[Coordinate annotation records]
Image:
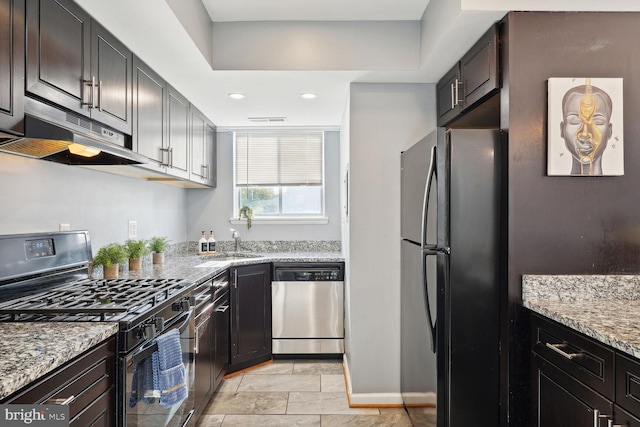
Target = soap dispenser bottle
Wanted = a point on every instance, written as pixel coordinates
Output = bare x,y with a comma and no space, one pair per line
203,245
211,243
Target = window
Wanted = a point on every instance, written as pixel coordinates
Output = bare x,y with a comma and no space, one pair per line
280,174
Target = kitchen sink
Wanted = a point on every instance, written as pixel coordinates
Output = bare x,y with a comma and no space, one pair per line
229,256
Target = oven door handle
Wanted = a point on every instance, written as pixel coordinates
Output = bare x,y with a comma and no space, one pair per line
148,350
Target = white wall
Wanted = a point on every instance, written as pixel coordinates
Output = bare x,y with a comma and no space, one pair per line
383,120
37,195
211,209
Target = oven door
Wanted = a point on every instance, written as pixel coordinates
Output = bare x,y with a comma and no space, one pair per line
148,412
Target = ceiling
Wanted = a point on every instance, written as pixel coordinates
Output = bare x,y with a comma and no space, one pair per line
171,44
313,10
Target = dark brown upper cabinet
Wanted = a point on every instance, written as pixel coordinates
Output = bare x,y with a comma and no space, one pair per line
76,63
11,65
203,149
473,79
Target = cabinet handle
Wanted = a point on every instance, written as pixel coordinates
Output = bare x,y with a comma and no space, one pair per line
162,151
453,96
91,83
555,347
99,95
60,401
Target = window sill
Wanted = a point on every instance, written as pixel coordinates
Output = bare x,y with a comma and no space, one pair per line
315,220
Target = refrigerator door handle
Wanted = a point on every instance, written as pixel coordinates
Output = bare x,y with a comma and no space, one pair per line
425,283
425,202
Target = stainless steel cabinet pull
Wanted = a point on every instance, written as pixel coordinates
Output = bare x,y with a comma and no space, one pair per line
92,84
453,96
60,401
555,347
99,96
162,150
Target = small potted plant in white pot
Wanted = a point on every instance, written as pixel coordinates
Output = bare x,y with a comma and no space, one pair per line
136,249
158,245
110,257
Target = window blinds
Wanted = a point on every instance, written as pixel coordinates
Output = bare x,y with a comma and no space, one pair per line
279,158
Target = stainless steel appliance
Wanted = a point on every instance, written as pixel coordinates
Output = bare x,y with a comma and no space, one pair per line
307,303
450,279
44,277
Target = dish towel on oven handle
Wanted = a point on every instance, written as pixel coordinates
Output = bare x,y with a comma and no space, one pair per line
168,369
162,375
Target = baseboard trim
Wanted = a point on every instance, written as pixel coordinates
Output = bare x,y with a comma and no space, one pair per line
368,400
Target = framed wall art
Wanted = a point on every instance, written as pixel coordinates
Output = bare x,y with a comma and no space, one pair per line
585,127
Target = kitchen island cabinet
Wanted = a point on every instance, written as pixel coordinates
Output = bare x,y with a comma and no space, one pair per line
12,26
250,315
74,62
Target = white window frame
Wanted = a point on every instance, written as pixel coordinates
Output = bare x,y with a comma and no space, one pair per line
299,219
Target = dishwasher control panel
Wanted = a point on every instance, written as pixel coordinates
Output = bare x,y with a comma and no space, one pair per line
309,273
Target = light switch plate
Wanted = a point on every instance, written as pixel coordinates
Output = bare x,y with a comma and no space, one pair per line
133,229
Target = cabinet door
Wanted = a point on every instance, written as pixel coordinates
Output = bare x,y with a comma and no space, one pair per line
198,131
448,94
250,315
479,69
222,339
12,65
210,155
149,115
560,400
58,53
204,360
178,131
111,65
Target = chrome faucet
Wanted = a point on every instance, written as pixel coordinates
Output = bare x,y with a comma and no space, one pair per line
236,235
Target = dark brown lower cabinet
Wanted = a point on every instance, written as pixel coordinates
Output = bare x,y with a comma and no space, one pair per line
87,383
578,381
250,315
560,400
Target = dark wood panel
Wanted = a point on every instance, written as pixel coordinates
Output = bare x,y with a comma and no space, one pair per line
12,25
149,99
58,53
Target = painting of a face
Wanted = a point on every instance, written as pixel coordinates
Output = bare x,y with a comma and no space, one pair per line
584,114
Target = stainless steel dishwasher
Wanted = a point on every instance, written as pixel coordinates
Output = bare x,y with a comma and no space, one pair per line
308,308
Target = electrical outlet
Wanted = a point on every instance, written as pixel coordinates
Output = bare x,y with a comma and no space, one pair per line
133,229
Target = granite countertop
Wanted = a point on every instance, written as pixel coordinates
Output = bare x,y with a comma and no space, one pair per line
603,307
35,349
196,268
30,350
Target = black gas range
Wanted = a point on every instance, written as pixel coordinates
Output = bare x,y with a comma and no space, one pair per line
44,277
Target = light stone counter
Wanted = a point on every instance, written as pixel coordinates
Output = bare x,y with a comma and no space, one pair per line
606,308
30,350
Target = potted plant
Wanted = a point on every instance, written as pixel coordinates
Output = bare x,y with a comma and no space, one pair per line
136,249
247,212
109,257
158,245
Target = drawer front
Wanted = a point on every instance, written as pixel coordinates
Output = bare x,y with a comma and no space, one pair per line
628,384
623,418
583,358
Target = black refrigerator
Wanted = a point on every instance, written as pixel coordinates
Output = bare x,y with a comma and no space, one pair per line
450,279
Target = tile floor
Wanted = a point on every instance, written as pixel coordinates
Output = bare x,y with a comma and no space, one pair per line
293,393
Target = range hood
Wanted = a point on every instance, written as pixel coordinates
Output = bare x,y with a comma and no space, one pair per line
59,136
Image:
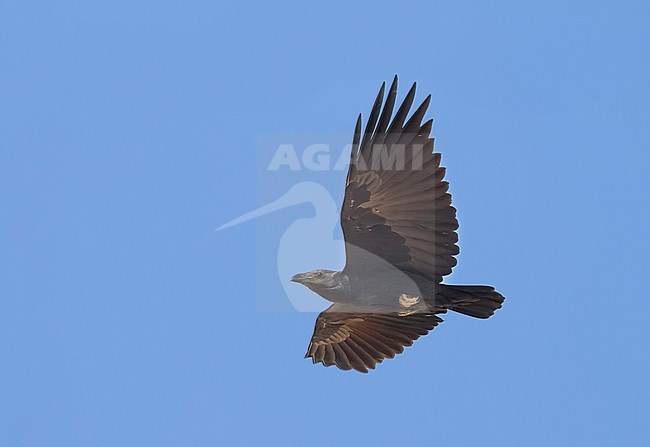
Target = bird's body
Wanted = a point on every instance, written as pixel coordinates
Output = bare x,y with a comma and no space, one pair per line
400,237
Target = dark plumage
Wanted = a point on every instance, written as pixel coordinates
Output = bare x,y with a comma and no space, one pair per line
400,234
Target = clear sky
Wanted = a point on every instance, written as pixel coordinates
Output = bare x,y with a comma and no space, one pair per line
129,131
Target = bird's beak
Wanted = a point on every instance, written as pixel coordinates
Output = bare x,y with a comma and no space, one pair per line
299,278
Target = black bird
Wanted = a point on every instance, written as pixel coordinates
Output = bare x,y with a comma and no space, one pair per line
400,237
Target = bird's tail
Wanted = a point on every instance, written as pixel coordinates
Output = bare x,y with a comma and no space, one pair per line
475,301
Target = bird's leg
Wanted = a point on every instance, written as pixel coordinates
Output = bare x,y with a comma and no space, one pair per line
409,304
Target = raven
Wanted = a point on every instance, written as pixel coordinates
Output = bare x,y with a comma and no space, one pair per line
400,240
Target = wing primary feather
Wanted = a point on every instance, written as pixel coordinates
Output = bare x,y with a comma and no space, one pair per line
403,110
372,119
384,120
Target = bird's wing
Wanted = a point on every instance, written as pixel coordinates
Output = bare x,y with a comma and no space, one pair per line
400,212
352,339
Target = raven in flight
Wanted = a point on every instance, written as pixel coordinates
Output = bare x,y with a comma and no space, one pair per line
400,238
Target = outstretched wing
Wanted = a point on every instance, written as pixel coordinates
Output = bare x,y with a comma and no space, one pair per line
396,203
353,339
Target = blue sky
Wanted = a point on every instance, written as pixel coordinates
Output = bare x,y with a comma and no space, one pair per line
130,131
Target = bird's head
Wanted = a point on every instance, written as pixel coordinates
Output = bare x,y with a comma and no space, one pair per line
318,279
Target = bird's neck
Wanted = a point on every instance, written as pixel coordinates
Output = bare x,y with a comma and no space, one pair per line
340,293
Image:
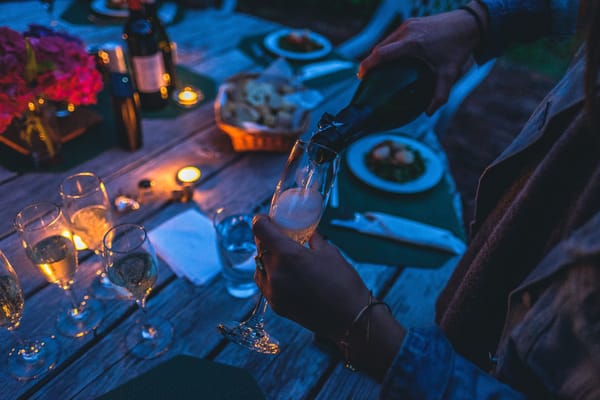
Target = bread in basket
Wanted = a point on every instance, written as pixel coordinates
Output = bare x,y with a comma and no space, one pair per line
256,113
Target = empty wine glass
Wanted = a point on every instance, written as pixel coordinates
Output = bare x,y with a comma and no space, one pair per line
48,241
33,357
297,205
87,207
131,262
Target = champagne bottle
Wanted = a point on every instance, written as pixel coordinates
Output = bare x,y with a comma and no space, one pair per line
164,44
125,99
390,95
146,59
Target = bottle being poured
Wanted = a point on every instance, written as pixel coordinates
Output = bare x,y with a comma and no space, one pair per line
389,96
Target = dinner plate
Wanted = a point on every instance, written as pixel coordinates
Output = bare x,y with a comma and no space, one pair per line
100,7
356,153
271,42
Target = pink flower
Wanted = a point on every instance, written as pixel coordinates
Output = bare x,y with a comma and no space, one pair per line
58,69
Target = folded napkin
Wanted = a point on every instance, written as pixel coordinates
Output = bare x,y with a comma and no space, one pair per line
403,230
187,243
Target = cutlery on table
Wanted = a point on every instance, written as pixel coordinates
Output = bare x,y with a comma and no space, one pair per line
402,230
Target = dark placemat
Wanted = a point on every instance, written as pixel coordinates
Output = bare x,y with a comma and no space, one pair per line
434,207
102,135
185,377
79,12
253,47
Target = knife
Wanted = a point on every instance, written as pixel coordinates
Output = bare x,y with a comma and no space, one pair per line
402,230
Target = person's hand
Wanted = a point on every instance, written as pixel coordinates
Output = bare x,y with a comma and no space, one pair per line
314,287
444,41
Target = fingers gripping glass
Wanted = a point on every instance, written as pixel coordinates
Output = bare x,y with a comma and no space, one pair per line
297,205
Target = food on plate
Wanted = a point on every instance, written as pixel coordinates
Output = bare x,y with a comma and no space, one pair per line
116,4
394,161
260,102
299,42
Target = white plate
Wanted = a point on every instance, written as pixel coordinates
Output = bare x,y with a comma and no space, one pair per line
271,42
356,162
100,7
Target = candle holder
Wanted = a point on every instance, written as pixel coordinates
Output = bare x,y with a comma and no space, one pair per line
186,177
188,96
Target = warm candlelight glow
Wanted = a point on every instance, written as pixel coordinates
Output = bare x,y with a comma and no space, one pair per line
188,96
189,174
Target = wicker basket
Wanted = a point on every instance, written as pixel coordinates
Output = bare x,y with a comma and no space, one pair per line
255,137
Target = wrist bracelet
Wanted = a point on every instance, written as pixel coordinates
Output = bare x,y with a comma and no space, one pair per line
344,342
478,21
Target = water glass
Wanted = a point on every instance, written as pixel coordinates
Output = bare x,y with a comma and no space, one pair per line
237,249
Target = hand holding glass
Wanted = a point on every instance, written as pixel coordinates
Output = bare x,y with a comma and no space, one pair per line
46,236
131,263
33,357
297,205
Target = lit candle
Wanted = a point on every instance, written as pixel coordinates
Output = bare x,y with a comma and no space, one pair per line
188,175
188,97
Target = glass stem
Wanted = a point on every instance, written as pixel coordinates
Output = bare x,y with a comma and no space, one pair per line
75,310
258,314
148,332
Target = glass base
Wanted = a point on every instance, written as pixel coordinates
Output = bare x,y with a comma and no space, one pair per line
150,339
102,289
33,359
253,338
90,315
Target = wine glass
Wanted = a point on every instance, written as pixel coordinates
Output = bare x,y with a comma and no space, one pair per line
48,241
297,205
33,357
131,262
87,207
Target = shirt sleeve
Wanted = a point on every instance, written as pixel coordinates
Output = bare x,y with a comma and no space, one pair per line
427,367
512,21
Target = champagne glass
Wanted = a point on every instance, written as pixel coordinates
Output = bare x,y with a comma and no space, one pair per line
33,357
297,205
86,205
131,262
48,241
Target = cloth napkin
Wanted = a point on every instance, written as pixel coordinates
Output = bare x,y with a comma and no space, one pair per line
187,243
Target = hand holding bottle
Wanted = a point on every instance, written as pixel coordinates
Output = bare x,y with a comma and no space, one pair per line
444,41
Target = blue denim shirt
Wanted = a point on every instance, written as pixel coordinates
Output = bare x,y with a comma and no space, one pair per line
427,367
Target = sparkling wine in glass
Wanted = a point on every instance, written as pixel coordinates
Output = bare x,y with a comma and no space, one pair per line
48,241
131,263
297,205
85,203
32,357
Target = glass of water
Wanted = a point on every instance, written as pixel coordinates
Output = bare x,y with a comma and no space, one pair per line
233,227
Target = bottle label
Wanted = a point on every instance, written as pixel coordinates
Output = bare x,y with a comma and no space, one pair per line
149,72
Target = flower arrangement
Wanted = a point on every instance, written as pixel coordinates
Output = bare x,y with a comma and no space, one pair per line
43,64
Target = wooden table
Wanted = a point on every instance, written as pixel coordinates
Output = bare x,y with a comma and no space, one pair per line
94,364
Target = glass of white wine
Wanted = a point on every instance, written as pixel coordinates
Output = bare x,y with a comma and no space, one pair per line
87,207
48,241
32,357
131,263
297,205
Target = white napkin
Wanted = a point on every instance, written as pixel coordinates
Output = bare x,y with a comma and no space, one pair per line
187,243
403,230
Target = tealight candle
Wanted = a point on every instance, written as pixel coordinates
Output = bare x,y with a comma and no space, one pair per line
188,175
188,96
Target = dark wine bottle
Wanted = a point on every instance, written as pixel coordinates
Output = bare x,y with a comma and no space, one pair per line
164,44
146,59
125,99
389,96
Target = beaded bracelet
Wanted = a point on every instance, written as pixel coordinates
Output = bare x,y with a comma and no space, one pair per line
344,342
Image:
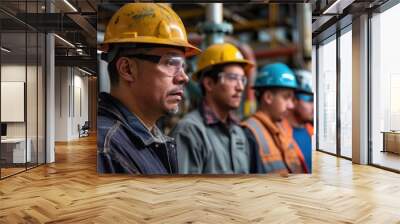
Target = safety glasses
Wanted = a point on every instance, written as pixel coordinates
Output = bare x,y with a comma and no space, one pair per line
171,64
232,78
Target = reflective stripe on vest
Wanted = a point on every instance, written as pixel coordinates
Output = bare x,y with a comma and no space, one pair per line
271,156
289,129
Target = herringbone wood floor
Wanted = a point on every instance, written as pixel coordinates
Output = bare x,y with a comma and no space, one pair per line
70,191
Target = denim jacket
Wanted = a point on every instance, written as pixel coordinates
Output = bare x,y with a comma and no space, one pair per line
125,145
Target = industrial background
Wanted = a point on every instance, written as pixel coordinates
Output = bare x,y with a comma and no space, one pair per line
51,74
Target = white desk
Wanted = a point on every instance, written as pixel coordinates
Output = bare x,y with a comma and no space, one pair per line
17,147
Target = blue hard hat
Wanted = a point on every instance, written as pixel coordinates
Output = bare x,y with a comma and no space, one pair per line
276,75
304,82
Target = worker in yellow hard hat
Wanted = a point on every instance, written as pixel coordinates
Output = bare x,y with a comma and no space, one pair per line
145,45
209,139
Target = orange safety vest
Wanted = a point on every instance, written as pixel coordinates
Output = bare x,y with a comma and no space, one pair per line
289,131
277,151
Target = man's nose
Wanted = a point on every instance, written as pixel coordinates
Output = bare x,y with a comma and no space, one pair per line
290,104
181,77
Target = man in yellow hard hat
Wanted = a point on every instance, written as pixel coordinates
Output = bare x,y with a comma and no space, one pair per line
209,139
145,46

* [Your instructions] Each line from the one containing "Target = industrial background" through the end of the entries, both included, is to be returned exactly, with no other lines.

* [Result of this task]
Target = industrial background
Wanted = a point on every instance, written as pixel coordinates
Output = bare x,y with a comma and no space, one pair per line
51,74
Target = white desk
Wanted = a point on every instance, written as pixel coordinates
Output = bare x,y with a comma and no space, one pair per line
17,147
Target = blue hard hat
Wanted = a point on every instance, written as pixel coordinates
Output = bare x,y with a comma and no space, one pair per line
276,75
304,82
Target = worker in yellow hard hat
Wanted = a point on every instance, written as pixel coordinates
Output = bare x,y with a comma and no space, one pair per line
145,45
209,139
Target = orange safety vest
Wanted = a point on every instance, written as pixel coordinates
Output = bare x,y with a comma and no space, one pair per line
289,131
277,151
Target = man's nose
Wanted = a point on every instance, written as pixel coordinates
Output = bare x,y with a comma and no space, one pair per line
290,104
181,77
Target = man in yellow hard hat
Wanted = a point on every instance, written as pixel coordinates
Output = bare x,y with a comma and no space, one pair per line
209,139
145,46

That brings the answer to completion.